[Pointing dataset excerpts]
________________________________________

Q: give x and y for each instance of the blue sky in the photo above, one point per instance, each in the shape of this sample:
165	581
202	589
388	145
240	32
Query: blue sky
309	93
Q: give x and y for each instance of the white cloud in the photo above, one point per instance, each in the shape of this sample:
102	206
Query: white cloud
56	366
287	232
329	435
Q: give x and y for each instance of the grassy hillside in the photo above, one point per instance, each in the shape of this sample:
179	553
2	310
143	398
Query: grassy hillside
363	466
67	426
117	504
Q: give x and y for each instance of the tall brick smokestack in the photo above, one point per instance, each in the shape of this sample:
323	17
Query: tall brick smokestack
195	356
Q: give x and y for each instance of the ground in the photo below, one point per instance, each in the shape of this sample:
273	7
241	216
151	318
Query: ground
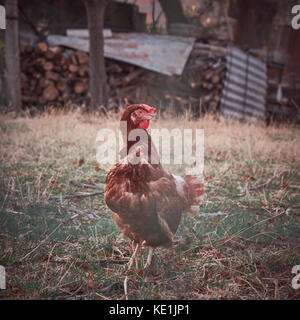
242	244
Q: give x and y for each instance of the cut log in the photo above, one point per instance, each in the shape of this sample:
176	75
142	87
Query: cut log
48	66
50	93
42	47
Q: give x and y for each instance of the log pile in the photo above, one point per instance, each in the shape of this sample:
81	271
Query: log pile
59	76
54	75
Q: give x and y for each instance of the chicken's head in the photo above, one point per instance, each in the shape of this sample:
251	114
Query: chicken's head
138	116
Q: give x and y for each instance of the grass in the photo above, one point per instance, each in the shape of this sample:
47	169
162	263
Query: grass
242	245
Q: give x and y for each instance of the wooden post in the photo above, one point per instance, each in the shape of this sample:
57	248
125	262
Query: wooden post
95	15
12	56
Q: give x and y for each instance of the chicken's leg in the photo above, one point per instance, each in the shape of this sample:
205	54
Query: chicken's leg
149	258
134	256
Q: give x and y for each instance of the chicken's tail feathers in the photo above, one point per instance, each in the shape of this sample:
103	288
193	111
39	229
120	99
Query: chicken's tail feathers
195	191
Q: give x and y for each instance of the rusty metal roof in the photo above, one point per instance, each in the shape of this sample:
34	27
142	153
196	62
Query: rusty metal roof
161	53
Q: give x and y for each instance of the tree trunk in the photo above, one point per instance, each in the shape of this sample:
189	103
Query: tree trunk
12	57
97	83
173	11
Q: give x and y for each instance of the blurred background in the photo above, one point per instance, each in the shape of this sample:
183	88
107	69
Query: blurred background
239	58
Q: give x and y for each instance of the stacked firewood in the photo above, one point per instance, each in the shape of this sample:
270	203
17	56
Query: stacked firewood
199	89
58	76
53	75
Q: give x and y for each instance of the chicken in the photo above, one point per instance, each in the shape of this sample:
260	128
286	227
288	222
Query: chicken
147	201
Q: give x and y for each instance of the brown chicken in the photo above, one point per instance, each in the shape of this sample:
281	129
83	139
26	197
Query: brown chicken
147	201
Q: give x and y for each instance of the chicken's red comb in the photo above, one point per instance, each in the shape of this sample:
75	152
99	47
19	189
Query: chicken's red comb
147	108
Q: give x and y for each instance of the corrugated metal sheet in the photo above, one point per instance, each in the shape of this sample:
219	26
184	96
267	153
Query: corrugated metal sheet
161	53
244	91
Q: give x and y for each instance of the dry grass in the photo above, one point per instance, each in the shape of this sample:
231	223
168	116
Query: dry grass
69	248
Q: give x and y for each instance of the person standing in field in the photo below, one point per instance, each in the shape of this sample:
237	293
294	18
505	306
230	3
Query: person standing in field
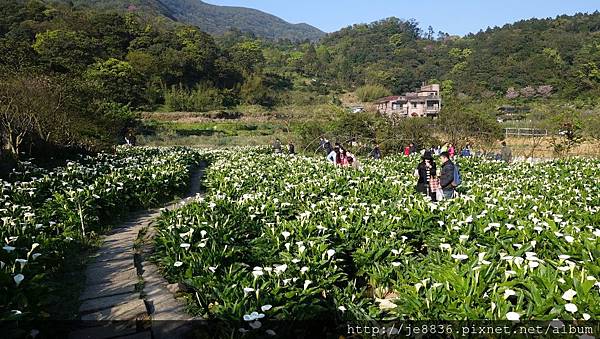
376	152
447	176
333	155
277	146
426	171
342	158
505	153
466	151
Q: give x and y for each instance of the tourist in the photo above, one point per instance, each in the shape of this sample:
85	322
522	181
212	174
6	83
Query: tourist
505	153
328	148
376	152
412	148
342	158
277	146
447	176
333	155
466	151
426	171
353	161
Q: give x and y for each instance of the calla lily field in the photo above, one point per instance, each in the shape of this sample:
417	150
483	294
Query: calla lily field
46	215
278	238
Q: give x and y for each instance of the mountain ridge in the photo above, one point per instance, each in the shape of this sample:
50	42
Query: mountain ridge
213	19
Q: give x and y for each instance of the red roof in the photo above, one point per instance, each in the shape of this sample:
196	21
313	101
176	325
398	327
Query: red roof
388	99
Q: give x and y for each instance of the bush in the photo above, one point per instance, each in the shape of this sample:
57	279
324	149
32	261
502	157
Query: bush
202	98
371	92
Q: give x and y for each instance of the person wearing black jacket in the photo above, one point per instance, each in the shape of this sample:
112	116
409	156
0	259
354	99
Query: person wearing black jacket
426	170
447	175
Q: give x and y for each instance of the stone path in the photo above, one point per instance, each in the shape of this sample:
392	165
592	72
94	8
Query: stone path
125	295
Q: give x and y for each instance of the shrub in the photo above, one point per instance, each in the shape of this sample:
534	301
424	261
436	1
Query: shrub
371	92
202	98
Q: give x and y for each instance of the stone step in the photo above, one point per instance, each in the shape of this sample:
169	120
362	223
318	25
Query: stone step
98	304
109	330
132	310
116	265
107	290
141	335
102	275
114	255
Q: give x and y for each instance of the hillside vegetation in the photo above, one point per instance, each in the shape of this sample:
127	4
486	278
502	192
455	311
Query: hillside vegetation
212	18
94	68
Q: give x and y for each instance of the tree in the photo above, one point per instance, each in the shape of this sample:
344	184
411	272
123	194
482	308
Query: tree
247	55
117	81
64	50
310	60
36	110
255	92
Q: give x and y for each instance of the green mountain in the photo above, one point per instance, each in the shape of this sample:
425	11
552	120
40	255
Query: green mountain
212	18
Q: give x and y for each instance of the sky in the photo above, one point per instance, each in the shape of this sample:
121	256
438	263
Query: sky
456	17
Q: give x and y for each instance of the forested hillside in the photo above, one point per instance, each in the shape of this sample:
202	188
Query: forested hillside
212	19
88	70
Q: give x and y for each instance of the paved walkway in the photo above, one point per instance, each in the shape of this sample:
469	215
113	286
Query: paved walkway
125	294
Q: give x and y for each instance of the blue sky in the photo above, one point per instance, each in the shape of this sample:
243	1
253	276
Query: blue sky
452	16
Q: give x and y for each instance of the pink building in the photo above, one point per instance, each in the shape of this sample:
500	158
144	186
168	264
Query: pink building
427	102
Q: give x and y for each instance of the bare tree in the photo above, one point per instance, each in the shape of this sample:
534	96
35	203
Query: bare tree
33	108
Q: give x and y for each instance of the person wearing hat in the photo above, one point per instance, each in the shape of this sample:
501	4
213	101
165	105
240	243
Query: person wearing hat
426	171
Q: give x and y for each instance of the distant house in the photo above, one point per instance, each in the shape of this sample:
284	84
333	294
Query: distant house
508	112
426	102
357	109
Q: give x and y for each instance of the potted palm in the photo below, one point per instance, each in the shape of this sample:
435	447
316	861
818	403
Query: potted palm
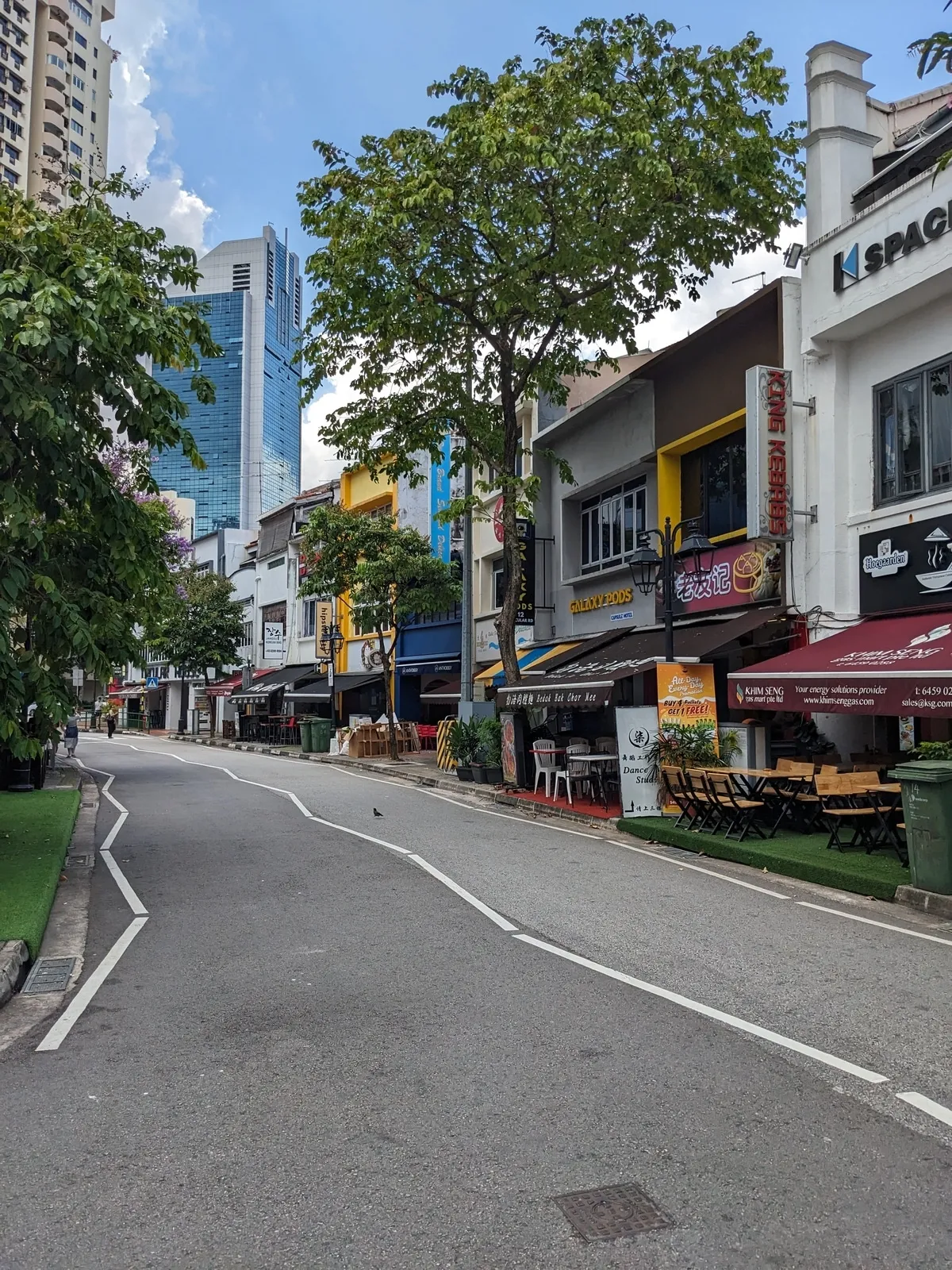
463	742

________________________________________

* Task prompt *
Output every entry verbatim. Pictures do not belong in the copy.

* Task output *
Q: give x and y for each instance of the blue sky in the photo above, one point per instance, each in the shape of this sample:
165	581
202	589
388	145
240	32
Query: blue sky
309	93
Q: give x and y for each instance of the white cloud in the photo above, one point per instance, each in the shape of this sample:
102	206
Query: white cloud
56	366
287	232
329	435
Q: give x and y for each instance of the grassy hillside in the photo above, one point per instance, each in the shape of this sample:
179	553
2	310
143	398
Query: grassy hillside
363	466
67	426
117	504
Q: give x and y for each instance of the tall brick smokestack in the photo above, one point per instance, each in the shape of this sample:
323	17
Query: tall brick smokestack
195	356
Q: give x and y for each instance of the ground in the photo below, one point per instance, each in the shape of this sample:
273	7
241	216
151	318
Query: ground
242	244
Q: give x and y for each instance of the cut log in the photo above, one point per instance, each in the shape of this sample:
176	75
142	87
Query: cut log
48	66
50	93
42	47
Q: give x and y for each instance of the log pile in the photo above, one point per instance, each in the shape of this sample:
81	271
Query: log pile
59	76
54	75
Q: give x and y for each instance of the chicken's head in the photo above, one point per instance, each in the shape of this sample:
251	114
Query: chicken's head
138	116
Q: give x and y for each instance of the grass in the photo above, one point per instance, each in the shape of this sample:
47	169
162	263
Query: grass
242	245
Q: give x and y for each instance of the wooden post in the photo above, one point per instance, each in the shape of this sample:
57	248
125	262
Query: wooden post
95	15
12	56
Q: give x and y for each instance of the chicken's leg in the photo above, one point per instance, each in the shape of this sample:
205	54
Query: chicken's leg
149	258
134	256
Q: give x and y for each instance of the chicken's tail feathers in the photo above, one point per instance, each in the shape of this sample:
103	288
193	111
39	229
120	99
Query: chicken's tail feathers
195	191
Q: give x and y for each instance of the rusty metal roof in the photo above, one point per instance, each in the shape of this sample:
34	27
142	153
196	62
Query: rusty metal roof
161	53
Q: give x and y for each instance of the tree trunk in the photo above, one point per instance, each in the shape of this sample:
189	103
Query: tree trunk
12	57
97	83
173	11
Q: give x and y for each instance of the blurred background in the photo above, one point per instance, each in the shape of this sample:
183	88
107	69
Query: blurred background
239	58
Q: give x and y for each instance of the stacked firewood in the photo above, one point per instance, each in the shape of this sample:
270	203
17	56
Query: stacked firewood
199	89
58	76
53	75
Q: give x and y for each instance of the chicken in the photo above, one point per instance, each in the shape of this sample:
260	128
286	227
288	222
Query: chicken
147	201
Q: give x and y for each instance of the brown chicken in the photo above, one point per instance, each in the shape of this sample:
281	129
83	139
26	197
Query: brown chicken
147	201
Q: give x and y for each instance of the chicken's red comb in the photo above, one point per instance, each in the shape of this sample:
75	152
99	47
19	189
Query: chicken's red comb
147	108
Q: give x and y for each instance of the corrugated metal sheet in the photo above, one point per instance, each in the shape of this sample:
219	26
184	96
267	153
Query: corrugated metal sheet
161	53
244	91
Q: give x and y for each instance of the dry grass in the photo above, one point per instance, each in the shape of this sample:
231	223
168	116
Query: dry grass
69	248
Q: give x and y for each instance of the person standing in field in the photo below, one point per instance, each in the shape of this sample:
237	293
294	18
505	306
230	3
Query: person standing in field
376	152
447	176
333	155
277	146
426	171
342	158
505	153
466	151
Q: give x and y for each instance of the tourist in the photo above, one point per instance, each in the shape of this sample:
85	322
522	181
212	174
6	83
Query: tourist
505	153
328	148
376	152
412	148
342	158
277	146
447	176
333	155
466	151
426	171
353	161
Q: give x and y for each instance of the calla lily field in the photo above, one point per instance, each in the shape of this sample:
417	150
483	294
Query: calla lily field
46	215
278	238
Q: give x and y for each instance of the mountain ridge in the photo above, one point per instance, each in the shape of this sample:
50	42
Query: mountain ridge
213	19
Q: give x and y for each instance of the red roof in the photo above, one point per instance, each in the shape of this sample:
196	21
313	101
176	325
398	327
Query: red roof
388	99
Q: give x and y for each instance of the bush in the photo above, one point per instance, each in the shape of this sample:
57	279
324	149
32	261
502	157
Query: bush
202	98
371	92
Q: give x and y for each instance of the person wearing black jacket in the photo above, one point per instance, each in the shape of this sample:
112	116
409	156
0	259
354	99
Query: person wearing black jacket
426	170
447	175
Q: give x and y for each instance of the stone path in the photo above, one point per instance, each in the shape of this sample:
392	165
592	72
94	8
Query: stone path
125	295
Q: give x and y for each instance of the shrub in the photo above, one point per instance, each in the shape of this sample:
534	301
424	261
436	1
Query: shrub
371	92
202	98
Q: give x and y for each instance of the stone step in the photo above, one point per instance, each in the shape of this sample:
169	120
362	223
318	25
Query: stone step
98	304
109	330
132	310
116	265
107	290
141	335
102	275
114	255
Q: give x and y for each instance of the hillside vegetation in the photo above, one point per instance, each in the shape of this sample:
127	4
486	278
502	192
455	311
Query: hillside vegetation
212	18
94	68
Q: give x and y for each instance of the tree in the photo above, one point per instance, each in the shape of this sample:
344	184
411	272
123	194
482	308
Query: tree
247	55
117	81
64	50
310	60
36	110
255	92
Q: give x and y for each instance of the green mountain in the photo above, one point per instance, each in the shape of this sample:
425	11
552	120
40	255
Query: green mountain
212	18
Q: give x and y for each instance of the sky in the photo above, one point per instance, each in the shape of this sample:
121	256
438	263
Query: sky
456	17
Q: give x and y for each instance of the forested hillside in the photo above, one point per instance, each in the shape of this sample:
202	188
Query: forested hillside
212	19
88	70
Q: give x and y for each instance of the paved walkway in the photo above, one point per instance, each in the shape of this sample:
469	215
113	286
Query: paved walkway
125	294
Q: give x and y for each instance of the blue sky in the photo above, one point per instance, each in the shape of this sample:
243	1
253	276
Query: blue sky
452	16
Q: give x and y for each instance of the pink building in the photo above, one point per instance, each in the shape of this sample:
500	158
144	186
168	264
Query: pink building
427	102
Q: give x and y for each instance of the bare tree in the photo above, one point per instance, each in the shape of this sample:
534	96
35	203
Query: bare tree
33	108
Q: give x and y for each instance of the person wearing hat in the photo above, one point per instance, each in the shape of this sample:
501	4
213	101
165	105
240	243
Query: person wearing hat
426	171
Q: give x and y for each instance of the distant house in the photo above, one point per instance, each in the shape of this sample:
284	84
333	294
Query: distant house
508	112
426	102
357	109
Q: give x and y for each instance of the potted palm in the photo below, one point per instance, each in the shape of this sample:
435	447
316	861
818	403
Query: potted palm
463	742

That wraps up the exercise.